▸ **GOAL OF THE EXERCISE**: Reproduce verbatim the passage of the article on Israel's media strategy during the war in Lebanon from "(photo credit: AP" to "spotlight on Iran.".

READING PASSAGE Block Start

(photo credit: AP [file])
The second week into the recent war in Lebanon, a memo was sent to senior decision-makers in the defense establishment outlining a change in Israel's media strategy. The authors' idea was to shift the emphasis of the national PR effort away from Hizbullah, instead placing the spotlight on Iran.
The reasoning was that if Israel's leaders and representatives repeatedly termed Hassan Nasrallah's fighters not as members of a Lebanese organization, but rather as Iran's advance battalion, the international community would cut Israel more slack in fighting them, and that it would draw more attention to Iran's other plans, especially its nuclear program. Putting Iran in the hot-seat might also force it to rein in Hizbullah.
Israeli public opinion was also at stake. By that time it was becoming evident that the war against Hizbullah wasn't going to be as easy as most Israelis thought. Treating them as Iran's soldiers rather than another Lebanese guerrilla group would also create more realistic expectations of the IDF.

READING PASSAGE Block End
INFORMATION SUPPLIED Block Start

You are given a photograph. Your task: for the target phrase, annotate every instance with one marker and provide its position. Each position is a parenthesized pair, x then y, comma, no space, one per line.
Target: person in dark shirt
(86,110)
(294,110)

INFORMATION SUPPLIED Block End

▸ **RESULT**:
(photo credit: AP [file])
The second week into the recent war in Lebanon, a memo was sent to senior decision-makers in the defense establishment outlining a change in Israel's media strategy. The authors' idea was to shift the emphasis of the national PR effort away from Hizbullah, instead placing the spotlight on Iran.